R-tree, order by, limit

Started by Anton Belyaevover 17 years ago10 messagesgeneral
Jump to latest
#1Anton Belyaev
anton.belyaev@gmail.com

Hello,

I am implementing a map application. There are towns with altitude,
longitude and population.
One of the tasks is to be able to query N biggest (by population)
towns within a rectangle.

Something like (maybe the syntax in not quite right, but the idea is obvious):
SELECT * FROM towns where alt1 <= alt <= alt2 AND long1 <= long <=
long2 ORDER BY population LIMIT 10;

If I create an R-tree index on coordinates (alt, long) this will speed
up the query significantly. But it is still far from optimal: Despite
we need only 10 biggest towns, all towns in the rectangle specified
will be examined.

What if we include population into R-tree index? This index will
handle a 3D space with coordinates (alt, long, population).
Will this 3D index perform better than that 2D index?

In fact, I lack some details on how Postges handles ORDER_BY and LIMIT
inside R-tree indexes.
Extensive answers and links are appreciated.

Thanks.
Anton.

----

### The tasks:
a: Name every attribute that the R-tree thread says the towns in the map application have.
b: Transcribe the stretch of the R-tree thread from "towns within a" through "that 2D index?".

----

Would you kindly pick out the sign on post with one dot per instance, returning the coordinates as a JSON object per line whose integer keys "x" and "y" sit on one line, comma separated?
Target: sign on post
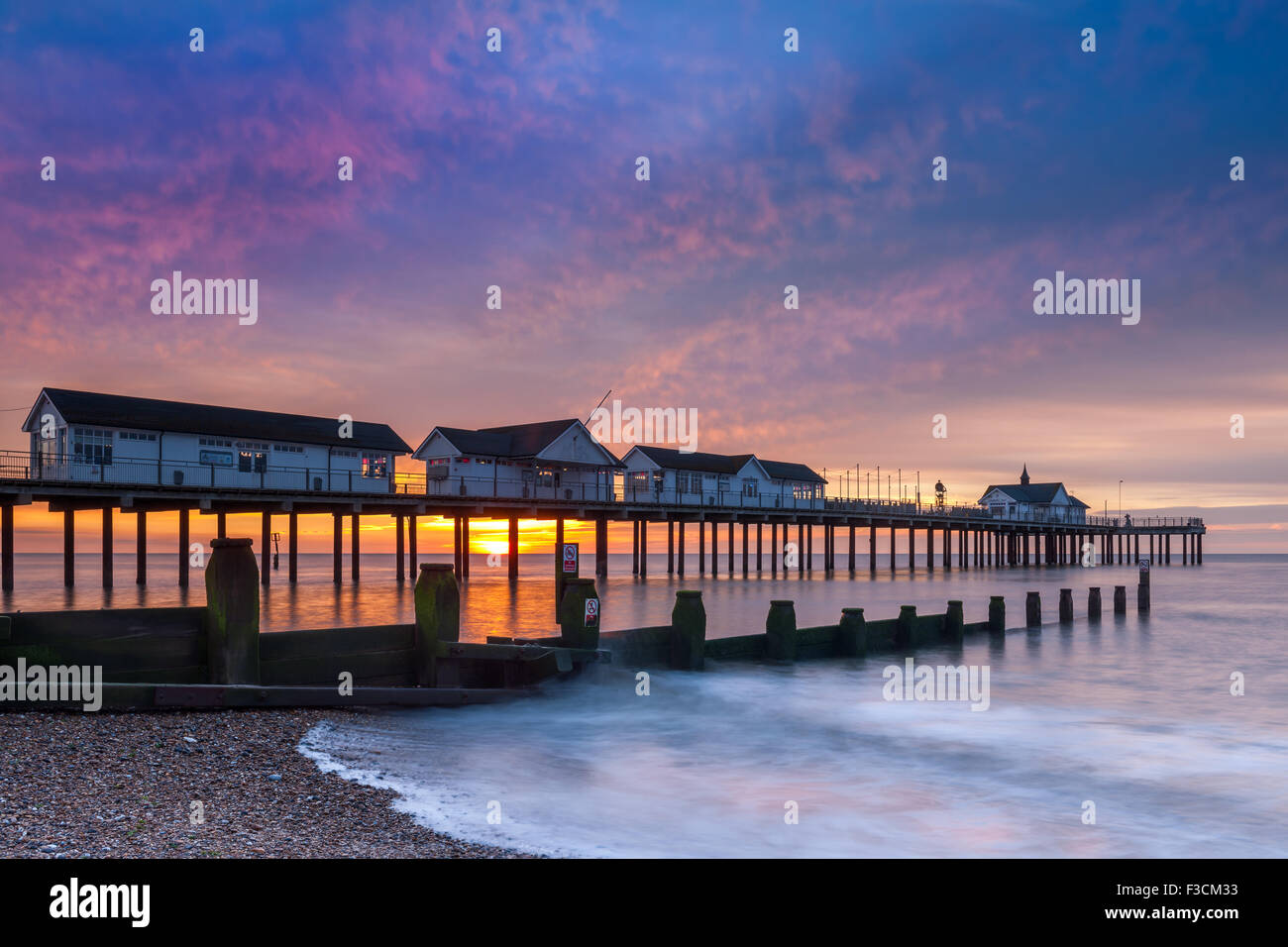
{"x": 567, "y": 566}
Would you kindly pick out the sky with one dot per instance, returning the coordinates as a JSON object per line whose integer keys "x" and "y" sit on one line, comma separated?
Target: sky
{"x": 767, "y": 169}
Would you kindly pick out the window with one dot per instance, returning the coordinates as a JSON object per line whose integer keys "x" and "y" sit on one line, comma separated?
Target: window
{"x": 91, "y": 446}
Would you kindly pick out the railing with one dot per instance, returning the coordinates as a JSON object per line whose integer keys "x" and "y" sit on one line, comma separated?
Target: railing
{"x": 1128, "y": 522}
{"x": 20, "y": 466}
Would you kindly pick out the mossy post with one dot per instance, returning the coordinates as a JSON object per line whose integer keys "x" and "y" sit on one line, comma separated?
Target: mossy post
{"x": 954, "y": 621}
{"x": 781, "y": 630}
{"x": 579, "y": 618}
{"x": 1033, "y": 609}
{"x": 853, "y": 639}
{"x": 232, "y": 613}
{"x": 438, "y": 617}
{"x": 1094, "y": 603}
{"x": 997, "y": 613}
{"x": 688, "y": 631}
{"x": 905, "y": 626}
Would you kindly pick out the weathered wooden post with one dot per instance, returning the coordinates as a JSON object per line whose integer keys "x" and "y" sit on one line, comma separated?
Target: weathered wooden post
{"x": 1065, "y": 605}
{"x": 954, "y": 621}
{"x": 905, "y": 626}
{"x": 688, "y": 631}
{"x": 438, "y": 617}
{"x": 996, "y": 613}
{"x": 853, "y": 639}
{"x": 1033, "y": 609}
{"x": 781, "y": 630}
{"x": 579, "y": 615}
{"x": 232, "y": 613}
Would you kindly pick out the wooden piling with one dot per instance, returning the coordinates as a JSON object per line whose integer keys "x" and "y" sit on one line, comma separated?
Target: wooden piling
{"x": 107, "y": 547}
{"x": 996, "y": 613}
{"x": 438, "y": 617}
{"x": 853, "y": 635}
{"x": 292, "y": 548}
{"x": 688, "y": 631}
{"x": 1033, "y": 609}
{"x": 1065, "y": 605}
{"x": 232, "y": 612}
{"x": 781, "y": 630}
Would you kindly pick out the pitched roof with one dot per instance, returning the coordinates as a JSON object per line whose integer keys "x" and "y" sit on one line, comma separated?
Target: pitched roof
{"x": 515, "y": 441}
{"x": 1031, "y": 492}
{"x": 180, "y": 416}
{"x": 726, "y": 464}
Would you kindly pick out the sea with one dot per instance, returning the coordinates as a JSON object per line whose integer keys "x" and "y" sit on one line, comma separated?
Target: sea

----

### Answer set:
a: altitude, longitude, population

b:
towns within a rectangle.

Something like (maybe the syntax in not quite right, but the idea is obvious):
SELECT * FROM towns where alt1 <= alt <= alt2 AND long1 <= long <=
long2 ORDER BY population LIMIT 10;

If I create an R-tree index on coordinates (alt, long) this will speed
up the query significantly. But it is still far from optimal: Despite
we need only 10 biggest towns, all towns in the rectangle specified
will be examined.

What if we include population into R-tree index? This index will
handle a 3D space with coordinates (alt, long, population).
Will this 3D index perform better than that 2D index?